Exercise description >>
How many lines of the records below contain the word "white", with case counting? Give only the number.

Dataset content >>
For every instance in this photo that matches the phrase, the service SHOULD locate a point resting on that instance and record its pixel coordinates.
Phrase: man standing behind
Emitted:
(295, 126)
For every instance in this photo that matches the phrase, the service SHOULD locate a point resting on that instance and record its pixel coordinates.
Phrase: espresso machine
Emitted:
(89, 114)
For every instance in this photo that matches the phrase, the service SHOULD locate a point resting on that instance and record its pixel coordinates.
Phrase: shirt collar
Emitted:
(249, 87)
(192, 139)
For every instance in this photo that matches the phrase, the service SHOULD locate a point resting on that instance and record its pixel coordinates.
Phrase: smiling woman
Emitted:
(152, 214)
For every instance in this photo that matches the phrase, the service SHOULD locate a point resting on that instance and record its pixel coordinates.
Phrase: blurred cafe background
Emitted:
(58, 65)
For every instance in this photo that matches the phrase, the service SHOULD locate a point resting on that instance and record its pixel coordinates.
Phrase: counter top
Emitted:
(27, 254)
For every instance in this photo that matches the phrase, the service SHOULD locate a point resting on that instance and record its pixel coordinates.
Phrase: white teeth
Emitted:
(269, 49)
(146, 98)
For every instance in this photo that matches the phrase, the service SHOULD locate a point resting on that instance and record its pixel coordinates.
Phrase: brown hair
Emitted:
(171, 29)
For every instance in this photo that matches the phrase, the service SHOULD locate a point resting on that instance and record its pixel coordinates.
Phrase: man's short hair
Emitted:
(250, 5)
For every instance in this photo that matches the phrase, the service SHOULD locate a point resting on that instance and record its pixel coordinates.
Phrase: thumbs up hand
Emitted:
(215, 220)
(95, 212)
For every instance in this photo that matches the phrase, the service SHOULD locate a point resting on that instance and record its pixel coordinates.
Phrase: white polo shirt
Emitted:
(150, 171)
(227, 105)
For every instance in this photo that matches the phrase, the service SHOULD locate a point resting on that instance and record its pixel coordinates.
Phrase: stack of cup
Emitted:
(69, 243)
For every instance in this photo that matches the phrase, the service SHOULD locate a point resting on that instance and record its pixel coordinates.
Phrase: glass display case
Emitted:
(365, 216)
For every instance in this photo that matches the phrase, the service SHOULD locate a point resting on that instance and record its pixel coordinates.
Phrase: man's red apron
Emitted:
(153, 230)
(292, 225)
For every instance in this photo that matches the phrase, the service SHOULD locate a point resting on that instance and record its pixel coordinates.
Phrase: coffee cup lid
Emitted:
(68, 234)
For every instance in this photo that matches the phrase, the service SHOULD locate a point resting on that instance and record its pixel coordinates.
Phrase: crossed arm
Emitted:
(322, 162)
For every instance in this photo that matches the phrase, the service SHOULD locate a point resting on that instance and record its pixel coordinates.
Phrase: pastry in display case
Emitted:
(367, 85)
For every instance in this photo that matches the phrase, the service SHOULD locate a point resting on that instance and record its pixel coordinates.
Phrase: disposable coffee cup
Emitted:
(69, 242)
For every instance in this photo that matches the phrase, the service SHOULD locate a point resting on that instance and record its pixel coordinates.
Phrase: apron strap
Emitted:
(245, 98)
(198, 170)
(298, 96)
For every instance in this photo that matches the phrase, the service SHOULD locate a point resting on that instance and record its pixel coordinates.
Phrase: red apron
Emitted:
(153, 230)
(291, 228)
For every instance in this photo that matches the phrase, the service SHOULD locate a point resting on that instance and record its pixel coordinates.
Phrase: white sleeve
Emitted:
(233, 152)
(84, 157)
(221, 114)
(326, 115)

Complete response >>
3